#### PROVIDED DATA

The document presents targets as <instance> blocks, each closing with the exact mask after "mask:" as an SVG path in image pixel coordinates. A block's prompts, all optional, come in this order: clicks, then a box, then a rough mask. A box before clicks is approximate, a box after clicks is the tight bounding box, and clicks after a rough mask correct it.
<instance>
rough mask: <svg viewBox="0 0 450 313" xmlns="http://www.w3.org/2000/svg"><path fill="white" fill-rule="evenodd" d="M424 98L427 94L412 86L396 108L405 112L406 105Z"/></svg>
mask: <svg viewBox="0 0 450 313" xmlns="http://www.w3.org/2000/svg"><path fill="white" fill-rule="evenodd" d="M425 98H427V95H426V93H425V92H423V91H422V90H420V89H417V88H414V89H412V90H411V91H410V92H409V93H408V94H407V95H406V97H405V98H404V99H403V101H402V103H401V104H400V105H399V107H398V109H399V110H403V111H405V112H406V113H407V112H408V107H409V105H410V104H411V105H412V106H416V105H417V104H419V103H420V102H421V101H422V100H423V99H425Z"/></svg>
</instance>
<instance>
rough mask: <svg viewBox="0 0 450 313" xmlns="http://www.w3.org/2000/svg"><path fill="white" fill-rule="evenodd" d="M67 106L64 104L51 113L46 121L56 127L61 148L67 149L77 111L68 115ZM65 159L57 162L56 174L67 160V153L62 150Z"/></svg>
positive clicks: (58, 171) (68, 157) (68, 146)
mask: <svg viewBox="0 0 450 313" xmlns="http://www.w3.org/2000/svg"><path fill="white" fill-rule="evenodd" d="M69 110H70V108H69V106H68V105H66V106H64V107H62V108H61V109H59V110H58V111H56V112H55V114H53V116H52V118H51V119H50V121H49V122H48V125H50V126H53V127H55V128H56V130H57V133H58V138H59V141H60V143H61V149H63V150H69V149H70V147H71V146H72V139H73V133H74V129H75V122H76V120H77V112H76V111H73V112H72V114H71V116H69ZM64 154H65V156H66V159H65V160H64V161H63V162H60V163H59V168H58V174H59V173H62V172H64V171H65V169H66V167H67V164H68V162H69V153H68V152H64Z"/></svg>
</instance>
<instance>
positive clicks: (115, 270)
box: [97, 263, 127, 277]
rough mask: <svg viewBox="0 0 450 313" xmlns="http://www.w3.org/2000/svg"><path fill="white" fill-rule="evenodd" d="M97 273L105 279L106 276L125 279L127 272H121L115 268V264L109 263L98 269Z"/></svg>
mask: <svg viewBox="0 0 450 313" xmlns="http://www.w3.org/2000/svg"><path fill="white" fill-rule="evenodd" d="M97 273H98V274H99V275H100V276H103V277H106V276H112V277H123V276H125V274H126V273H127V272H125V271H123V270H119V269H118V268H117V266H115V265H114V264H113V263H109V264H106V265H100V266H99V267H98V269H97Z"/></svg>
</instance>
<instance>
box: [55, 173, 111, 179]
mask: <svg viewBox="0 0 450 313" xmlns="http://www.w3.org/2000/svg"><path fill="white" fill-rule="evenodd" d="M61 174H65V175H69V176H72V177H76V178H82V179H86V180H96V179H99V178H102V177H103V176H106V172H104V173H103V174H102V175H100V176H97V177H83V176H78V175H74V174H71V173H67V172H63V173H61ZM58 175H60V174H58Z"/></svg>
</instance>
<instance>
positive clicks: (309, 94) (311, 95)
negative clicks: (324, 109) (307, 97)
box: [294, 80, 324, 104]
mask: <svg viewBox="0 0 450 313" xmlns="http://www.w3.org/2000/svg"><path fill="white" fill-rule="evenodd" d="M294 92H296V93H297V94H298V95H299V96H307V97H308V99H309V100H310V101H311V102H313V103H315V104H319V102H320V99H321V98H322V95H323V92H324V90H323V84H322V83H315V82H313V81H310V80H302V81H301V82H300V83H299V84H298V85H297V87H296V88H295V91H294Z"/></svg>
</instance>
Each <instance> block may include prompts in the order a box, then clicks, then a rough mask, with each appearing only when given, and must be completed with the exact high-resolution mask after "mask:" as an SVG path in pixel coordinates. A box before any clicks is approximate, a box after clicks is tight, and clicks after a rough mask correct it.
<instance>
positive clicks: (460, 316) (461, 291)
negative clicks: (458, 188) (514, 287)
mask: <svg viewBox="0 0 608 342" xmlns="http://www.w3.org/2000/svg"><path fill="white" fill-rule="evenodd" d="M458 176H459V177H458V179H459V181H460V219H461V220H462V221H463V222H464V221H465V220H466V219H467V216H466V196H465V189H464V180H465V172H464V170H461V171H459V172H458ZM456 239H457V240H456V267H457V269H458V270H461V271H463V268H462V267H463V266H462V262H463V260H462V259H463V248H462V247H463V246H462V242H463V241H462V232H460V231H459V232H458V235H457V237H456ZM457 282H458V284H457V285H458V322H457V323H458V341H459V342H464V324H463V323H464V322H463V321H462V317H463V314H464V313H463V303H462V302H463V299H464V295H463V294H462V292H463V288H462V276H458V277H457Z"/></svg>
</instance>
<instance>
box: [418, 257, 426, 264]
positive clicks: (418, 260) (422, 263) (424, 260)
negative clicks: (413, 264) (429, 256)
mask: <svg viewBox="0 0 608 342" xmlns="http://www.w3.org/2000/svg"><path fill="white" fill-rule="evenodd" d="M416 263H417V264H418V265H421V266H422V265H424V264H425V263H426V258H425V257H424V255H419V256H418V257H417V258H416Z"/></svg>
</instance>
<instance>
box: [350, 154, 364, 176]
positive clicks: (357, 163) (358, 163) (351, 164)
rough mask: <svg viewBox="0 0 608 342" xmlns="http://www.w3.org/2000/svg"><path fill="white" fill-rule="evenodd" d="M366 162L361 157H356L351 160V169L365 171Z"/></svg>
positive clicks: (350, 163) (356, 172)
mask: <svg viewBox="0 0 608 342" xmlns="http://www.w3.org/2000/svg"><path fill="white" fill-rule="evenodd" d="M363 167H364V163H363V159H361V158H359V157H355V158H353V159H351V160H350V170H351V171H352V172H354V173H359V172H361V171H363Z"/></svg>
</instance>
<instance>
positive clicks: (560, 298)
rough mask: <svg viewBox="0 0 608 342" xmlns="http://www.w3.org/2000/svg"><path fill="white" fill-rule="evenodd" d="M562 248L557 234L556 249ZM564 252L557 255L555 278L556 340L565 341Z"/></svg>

########

PROBLEM TO WORK ON
To complete this exercise, set down every line above exactly once more.

REPLY
The document presents targets as <instance> blocks, each closing with the exact mask after "mask:" as an SVG path in image pixel coordinates. A block's prompts, all optional, come in this order: clicks, then a box, then a rough mask. A box before clicks is approximate, a box after clicks is the tight bounding box, and clicks after a rough mask correct it.
<instance>
rough mask: <svg viewBox="0 0 450 313" xmlns="http://www.w3.org/2000/svg"><path fill="white" fill-rule="evenodd" d="M424 98L427 94L412 86L396 108L405 112L406 105Z"/></svg>
mask: <svg viewBox="0 0 450 313" xmlns="http://www.w3.org/2000/svg"><path fill="white" fill-rule="evenodd" d="M425 98H427V95H426V93H425V92H423V91H422V90H420V89H417V88H414V89H412V90H411V91H410V92H409V93H408V94H407V95H406V97H405V98H404V99H403V101H402V103H401V104H400V105H399V107H398V109H399V110H403V111H405V112H406V113H407V112H408V107H409V105H410V104H411V105H412V106H416V105H417V104H419V103H420V102H421V101H422V100H423V99H425Z"/></svg>
</instance>
<instance>
rough mask: <svg viewBox="0 0 450 313" xmlns="http://www.w3.org/2000/svg"><path fill="white" fill-rule="evenodd" d="M67 106L64 104L51 113L46 121L56 127L61 148L67 149L77 111L68 115ZM65 159L57 162L56 174L67 160V153L62 150Z"/></svg>
positive clicks: (58, 171) (68, 157) (68, 146)
mask: <svg viewBox="0 0 450 313" xmlns="http://www.w3.org/2000/svg"><path fill="white" fill-rule="evenodd" d="M69 110H70V108H69V106H68V105H66V106H64V107H62V108H61V109H59V110H58V111H56V112H55V114H53V116H52V118H51V119H50V121H49V122H48V125H50V126H53V127H55V128H56V130H57V133H58V138H59V141H60V143H61V149H63V150H69V149H70V147H71V146H72V139H73V133H74V129H75V122H76V120H77V112H76V111H73V112H72V114H71V116H69ZM64 154H65V156H66V159H65V160H64V161H63V162H60V163H59V168H58V174H59V173H62V172H64V171H65V169H66V167H67V164H68V162H69V153H68V152H64Z"/></svg>
</instance>
<instance>
positive clicks: (115, 270)
box: [97, 263, 127, 277]
rough mask: <svg viewBox="0 0 450 313" xmlns="http://www.w3.org/2000/svg"><path fill="white" fill-rule="evenodd" d="M97 273L105 279L106 276L125 279L127 272H121L115 268V264L109 263L98 269Z"/></svg>
mask: <svg viewBox="0 0 450 313" xmlns="http://www.w3.org/2000/svg"><path fill="white" fill-rule="evenodd" d="M97 273H98V274H99V275H100V276H103V277H106V276H112V277H123V276H125V274H126V273H127V272H125V271H123V270H119V269H118V268H117V266H115V265H114V264H113V263H109V264H106V265H100V266H99V267H98V269H97Z"/></svg>
</instance>
<instance>
box: [55, 173, 111, 179]
mask: <svg viewBox="0 0 450 313" xmlns="http://www.w3.org/2000/svg"><path fill="white" fill-rule="evenodd" d="M61 174H65V175H69V176H72V177H76V178H82V179H86V180H96V179H99V178H102V177H103V176H106V172H104V173H103V174H102V175H100V176H97V177H83V176H78V175H74V174H71V173H67V172H63V173H61ZM58 175H60V174H58Z"/></svg>
</instance>
<instance>
positive clicks: (309, 94) (311, 95)
negative clicks: (324, 109) (307, 97)
box: [294, 80, 324, 104]
mask: <svg viewBox="0 0 450 313" xmlns="http://www.w3.org/2000/svg"><path fill="white" fill-rule="evenodd" d="M294 92H296V93H297V94H298V95H299V96H307V97H308V99H309V100H310V101H311V102H313V103H315V104H319V102H320V99H321V98H322V95H323V92H324V90H323V84H322V83H315V82H313V81H310V80H302V81H301V82H300V83H299V84H298V85H297V87H296V88H295V91H294Z"/></svg>
</instance>
Each <instance> block may include prompts in the order a box, then clicks, then a rough mask, with each appearing only when given, and must be completed with the exact high-resolution mask after "mask:" as an SVG path in pixel coordinates. A box before any clicks is approximate, a box after clicks is tight, and clicks after a rough mask correct it.
<instance>
positive clicks: (460, 316) (461, 291)
negative clicks: (458, 188) (514, 287)
mask: <svg viewBox="0 0 608 342" xmlns="http://www.w3.org/2000/svg"><path fill="white" fill-rule="evenodd" d="M458 176H459V177H458V179H459V181H460V219H461V220H462V221H463V222H464V221H465V220H466V219H467V216H466V196H465V189H464V180H465V172H464V170H461V171H459V172H458ZM456 239H457V240H456V267H457V269H458V270H461V271H463V268H462V267H463V266H462V262H463V260H462V259H463V248H462V247H463V246H462V242H463V241H462V232H460V231H459V232H458V235H457V237H456ZM457 282H458V284H457V285H458V322H457V323H458V341H459V342H464V324H463V323H464V322H463V321H462V317H463V314H464V313H463V303H462V302H463V299H464V295H463V294H462V292H463V288H462V276H458V277H457Z"/></svg>
</instance>
<instance>
box: [418, 257, 426, 264]
positive clicks: (418, 260) (422, 263) (424, 260)
negative clicks: (413, 264) (429, 256)
mask: <svg viewBox="0 0 608 342" xmlns="http://www.w3.org/2000/svg"><path fill="white" fill-rule="evenodd" d="M416 263H417V264H418V265H421V266H422V265H424V264H425V263H426V258H425V257H424V255H419V256H418V257H417V258H416Z"/></svg>
</instance>
<instance>
box: [350, 154, 364, 176]
positive clicks: (357, 163) (358, 163) (351, 164)
rough mask: <svg viewBox="0 0 608 342" xmlns="http://www.w3.org/2000/svg"><path fill="white" fill-rule="evenodd" d="M366 162L361 157H356L351 160V169L365 171Z"/></svg>
positive clicks: (350, 163) (356, 172)
mask: <svg viewBox="0 0 608 342" xmlns="http://www.w3.org/2000/svg"><path fill="white" fill-rule="evenodd" d="M363 167H364V163H363V159H361V158H359V157H355V158H353V159H351V160H350V170H351V171H352V172H354V173H359V172H361V171H363Z"/></svg>
</instance>
<instance>
positive clicks: (560, 298)
rough mask: <svg viewBox="0 0 608 342" xmlns="http://www.w3.org/2000/svg"><path fill="white" fill-rule="evenodd" d="M562 248L557 234L556 249ZM564 252L557 255L555 278L556 340L565 341Z"/></svg>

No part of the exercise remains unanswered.